**PROBLEM DETAILS:**
Repeat the data word for word, excluding every picture.

**EXERCISE INPUTS:**
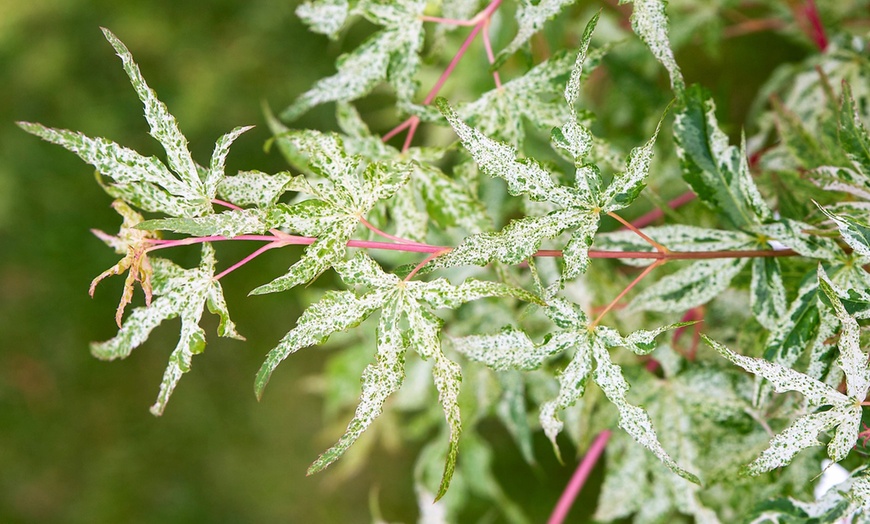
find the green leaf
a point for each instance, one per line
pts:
(496, 159)
(164, 128)
(626, 186)
(796, 235)
(348, 191)
(853, 135)
(634, 420)
(767, 292)
(336, 311)
(390, 55)
(650, 22)
(258, 188)
(502, 112)
(512, 349)
(180, 293)
(572, 386)
(692, 286)
(227, 224)
(717, 172)
(184, 189)
(379, 380)
(531, 16)
(324, 16)
(845, 411)
(855, 232)
(424, 328)
(573, 137)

**FINAL ANSWER:**
find the green leaf
a point for each instance, one per line
pts:
(496, 159)
(164, 128)
(626, 186)
(796, 235)
(348, 191)
(853, 135)
(634, 420)
(767, 292)
(336, 311)
(390, 55)
(650, 22)
(258, 188)
(502, 112)
(512, 349)
(180, 293)
(572, 386)
(692, 286)
(227, 224)
(717, 172)
(184, 189)
(379, 380)
(531, 16)
(324, 16)
(845, 411)
(855, 232)
(424, 328)
(573, 137)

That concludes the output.